▶ **DATASET EXTRACT**

==================================================

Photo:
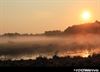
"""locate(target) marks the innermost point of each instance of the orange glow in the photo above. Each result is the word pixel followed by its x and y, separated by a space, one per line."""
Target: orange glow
pixel 85 54
pixel 86 16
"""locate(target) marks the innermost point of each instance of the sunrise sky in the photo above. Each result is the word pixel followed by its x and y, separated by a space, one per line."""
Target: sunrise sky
pixel 37 16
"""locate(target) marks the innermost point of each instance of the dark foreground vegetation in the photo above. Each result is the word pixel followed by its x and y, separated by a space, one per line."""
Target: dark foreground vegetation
pixel 91 61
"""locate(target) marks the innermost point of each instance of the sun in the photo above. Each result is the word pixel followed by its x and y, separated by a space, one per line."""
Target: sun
pixel 86 15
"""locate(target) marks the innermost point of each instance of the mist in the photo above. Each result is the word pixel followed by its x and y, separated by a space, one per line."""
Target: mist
pixel 31 47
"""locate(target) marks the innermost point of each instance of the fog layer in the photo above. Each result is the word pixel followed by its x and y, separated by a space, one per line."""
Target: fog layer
pixel 33 46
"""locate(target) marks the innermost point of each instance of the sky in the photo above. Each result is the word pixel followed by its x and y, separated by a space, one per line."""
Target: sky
pixel 37 16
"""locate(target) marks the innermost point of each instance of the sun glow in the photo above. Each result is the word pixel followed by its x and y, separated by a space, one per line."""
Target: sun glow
pixel 86 16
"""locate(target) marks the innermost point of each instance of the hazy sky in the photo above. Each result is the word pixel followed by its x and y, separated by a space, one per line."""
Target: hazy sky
pixel 37 16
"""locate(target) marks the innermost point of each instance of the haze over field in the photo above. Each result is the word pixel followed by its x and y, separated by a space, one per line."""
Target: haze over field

==================================================

▶ **WRITTEN INSTRUCTION**
Rewrite the stretch of the data from the line containing "instance of the sky" through the end, replacing "innermost" with "centermost" and changing nothing else.

▶ **EXERCISE RESPONSE**
"""locate(target) marks the centermost point of each instance of the sky in the photo above. Each result is the word pixel followed by its x and y, separated by a space, one per line."""
Target: sky
pixel 37 16
"""locate(target) marks the centermost point of each instance of the sun glow in the photo above. Each result is the word pixel followed by its x and y, separated by a space, one per line."""
Target: sun glow
pixel 86 16
"""locate(target) marks the centermost point of each instance of the hazy sky in the photo above. Each result is the word pixel followed by its x and y, separated by a space, one per line."""
Target: hazy sky
pixel 37 16
"""locate(target) marks the centermost point of each instance of the haze over field in the photo above. Each result is the word pixel followed by its x and y, separated by a space, one per line."""
Target: haze over field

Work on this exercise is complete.